> **SOURCE MATERIAL**

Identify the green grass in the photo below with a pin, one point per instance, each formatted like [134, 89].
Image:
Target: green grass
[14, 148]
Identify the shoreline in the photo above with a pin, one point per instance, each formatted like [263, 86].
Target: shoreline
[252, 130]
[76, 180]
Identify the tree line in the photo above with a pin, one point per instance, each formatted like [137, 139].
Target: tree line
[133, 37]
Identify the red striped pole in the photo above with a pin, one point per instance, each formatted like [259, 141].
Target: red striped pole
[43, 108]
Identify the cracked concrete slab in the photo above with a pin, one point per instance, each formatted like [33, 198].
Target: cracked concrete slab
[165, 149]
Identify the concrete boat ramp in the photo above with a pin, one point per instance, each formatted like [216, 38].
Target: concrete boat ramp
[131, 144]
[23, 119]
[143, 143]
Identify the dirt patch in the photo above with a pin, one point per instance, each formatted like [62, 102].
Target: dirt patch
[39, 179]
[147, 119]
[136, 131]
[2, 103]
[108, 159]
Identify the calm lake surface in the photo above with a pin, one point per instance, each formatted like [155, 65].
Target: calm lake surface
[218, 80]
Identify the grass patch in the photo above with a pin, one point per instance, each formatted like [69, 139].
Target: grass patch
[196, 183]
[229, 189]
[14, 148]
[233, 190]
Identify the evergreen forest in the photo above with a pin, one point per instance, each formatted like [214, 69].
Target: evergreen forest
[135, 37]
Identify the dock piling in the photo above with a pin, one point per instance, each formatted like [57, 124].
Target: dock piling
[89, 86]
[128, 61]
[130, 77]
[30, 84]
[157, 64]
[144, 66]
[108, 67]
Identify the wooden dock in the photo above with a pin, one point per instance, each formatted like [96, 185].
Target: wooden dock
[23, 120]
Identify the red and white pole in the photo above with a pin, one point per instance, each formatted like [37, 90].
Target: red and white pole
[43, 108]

> **AIM OF THE EXERCISE**
Transcribe exactly the lines from the one containing "Identify the cracked" through the end of the records, both included, and nothing else.

> **SOLUTION FOR THIS EXERCISE**
Identify the cracked concrete slab in the photo above with a pin, one point per instance, each formatted like [33, 198].
Target: cracked concrete slab
[165, 149]
Identify the concrete boat ramp in the photo above with a pin, one point per instance, each formatted like [216, 38].
Target: concrete boat ramp
[131, 144]
[23, 119]
[143, 143]
Identify the dirt patch in the photo above with a pin, one point per instance, each formatted like [62, 102].
Target: dirt patch
[39, 179]
[147, 119]
[136, 131]
[2, 103]
[108, 159]
Identify the calm lake surface in the photo above with a pin, one point per instance, each formatted like [155, 65].
Target: calm lake surface
[218, 80]
Identify the grass patch in the photo above with a pin, one point per instance, each formatted like [69, 139].
Target: grass patch
[196, 183]
[229, 189]
[14, 148]
[233, 190]
Identify the evergreen forest in the photo above with a pin, one point per instance, each formatted like [214, 69].
Target: evergreen forest
[135, 37]
Identify the dock piling in the photo above with a pin, one point per instance, each formatted like [57, 124].
Target: dock piling
[89, 86]
[128, 61]
[130, 77]
[30, 84]
[157, 64]
[144, 66]
[108, 67]
Identify the wooden dock in the photo above with a pin, one point per instance, each formatted like [96, 185].
Target: wooden dock
[23, 120]
Identify the red and white pole in the photo above with a pin, one point per instance, each formatted like [37, 90].
Target: red and white pole
[43, 108]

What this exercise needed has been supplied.